## Problema 1:
Passe para inglês esta frase do excerto sobre a exposição de arquitetura brasileira: "Há fotos, livros e até tabelas de honorários de arquitetos."
## Problema 2:
No excerto sobre a exposição de arquitetura brasileira, que anos abrange o último capítulo da mostra?
## Problema 3:
Continue o texto sobre a exposição de arquitetura brasileira a partir da última frase apresentada.

## Excerto:
● ● ●

Logo no início da jornada, vemos a paisagem arquitetónica a reinventar-se pela mão de modernistas como Lucio Costa e Oscar Niemeyer que, entre outros, idealizaram o Ministério da Educação e Saúde no Rio de Janeiro. Passamos pela projeção da nova capital, Brasília, e pelo nascimento da bossa nova, simultâneo ao apogeu da arquitetura carioca. Há fotos, livros e até tabelas de honorários de arquitetos.
Depois, o Golpe Militar de 1964, a “Tropicália” de Caetano Veloso e a ascensão do brutalismo paulista, do uso e abuso do betão armado. É aí que os holofotes se deslocam, na exposição tal como na História, de Rio de Janeiro para o centro industrial do país, São Paulo, onde se levanta a Faculdade de Arquitetura e Urbanismo, “o maior ícone da arquitetura paulista”, dizem os curadores. Viria depois a ditadura militar, a censura, a prisão de Artigas e Paulo Mendes da Rocha e a criação da “Casa Bola”, uma peculiar experiência espacial de Eduardo Longo.
Chegamos a meio dos anos 80 com o rock nacional, o fim da ditadura, mais tarde, com a inovadora rede de hospitais Sarah Kubitschek, de João Filgueiras Lima (Lelé). Quando, por fim, assentamos pé na contemporaneidade, encontramos uma produção arquitetónica de alto nível a contrastar com um abismo social monstruoso. E é neste último capítulo, de 2001 a 2018, que a exposição da Casa se destaca das de outras instituições, por ter “a mais importante coleção de arquitetura recente brasileira”. Isto porque “os acervos são formados apenas quando os arquitetos falecem e aqui temos acervo de autores vivos”, explica Fernando Serapião.

● ● ●

## Material fornecido:
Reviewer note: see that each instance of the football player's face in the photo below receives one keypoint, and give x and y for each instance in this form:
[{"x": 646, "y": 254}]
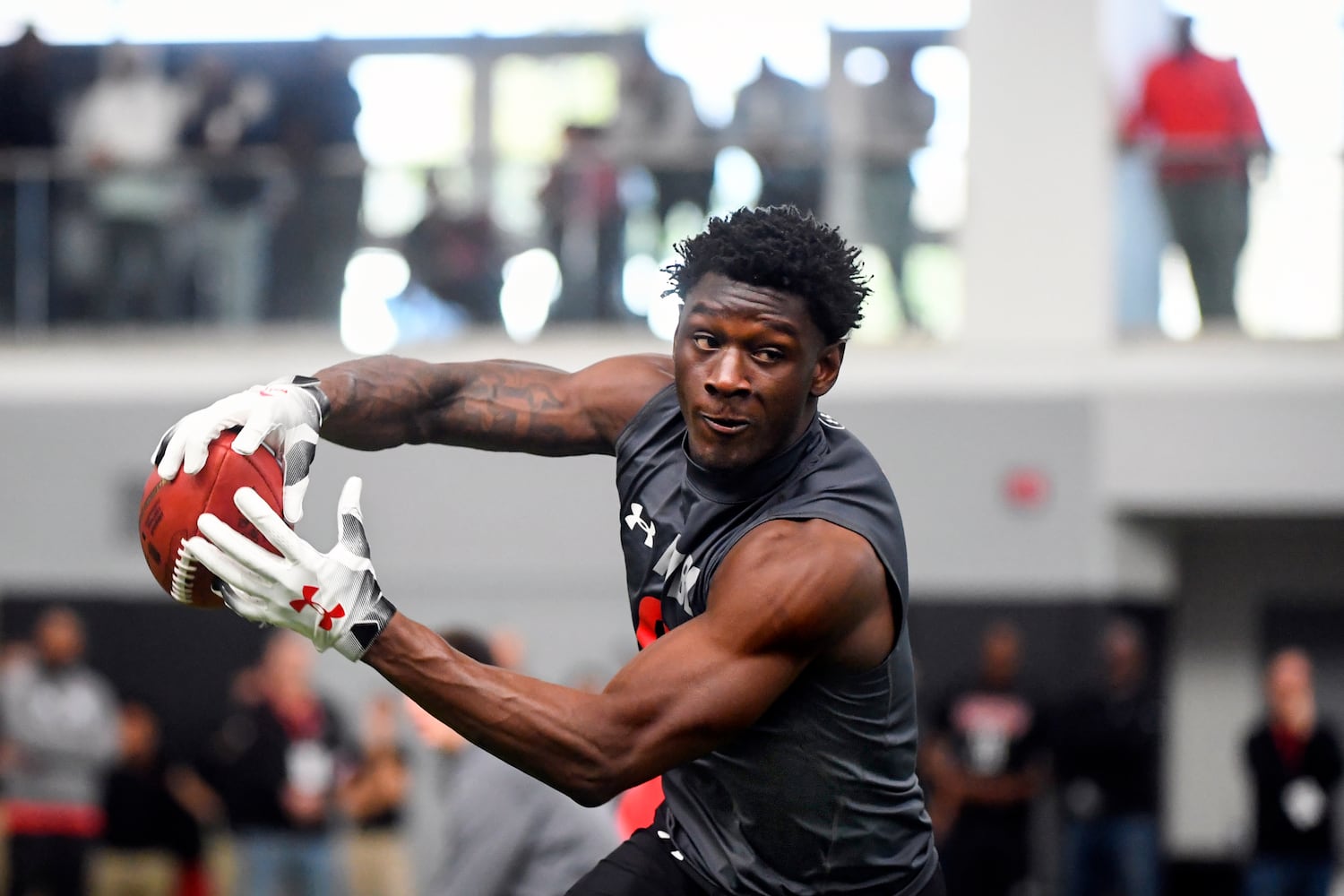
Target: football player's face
[{"x": 749, "y": 368}]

● ● ●

## Resposta escrita 1:
There are photos, books, and even architects' fee schedules.

## Resposta escrita 2:
De 2001 a 2018.

## Resposta escrita 3:
Neste momento, diante da problemática dos sem-abrigo e a quantidade massiva de edifícios vazios no centro das cidades, arquitetos e colectivos jovens envolvem-se e colaboram com movimentos sociais, mesmo sem apoio do Estado. Também o trabalho desta nova geração de arquitetos ativistas não foi esquecido e protagoniza o vídeo projectado no final da exposição.
Fora das paredes da casa de Matosinhos, a “Coleção Arquitetura Brasileira” será ainda divulgada ao público numa plataforma digital, para que qualquer um consiga estudá-la em qualquer parte do mundo.
Literatura, cinema e música na Casa da Arquitetura
Ao longo dos próximos sete meses, desenrola-se, na mesma instituição, o “Programa Paralelo”, que engloba um ciclo de cinema, concertos, debates e conferências. A programação do fim-de-semana inaugural, que inclui visitas-guiadas, conferências, filmes, lançamentos e concertos, é gratuita.
Adriana Calcanhotto dá um concerto no sábado, dia 29, às 21h30, e no domingo, está marcada uma conferência com o arquiteto e Pritzker brasileiro, Paulo Mendes da Rocha, pelas 18h30, que é, aliás, protagonista de uma segunda (e mais pequena) exposição na Galeria da Casa, que se inaugura na sexta-feira e lá fica até 10 de fevereiro de 2019.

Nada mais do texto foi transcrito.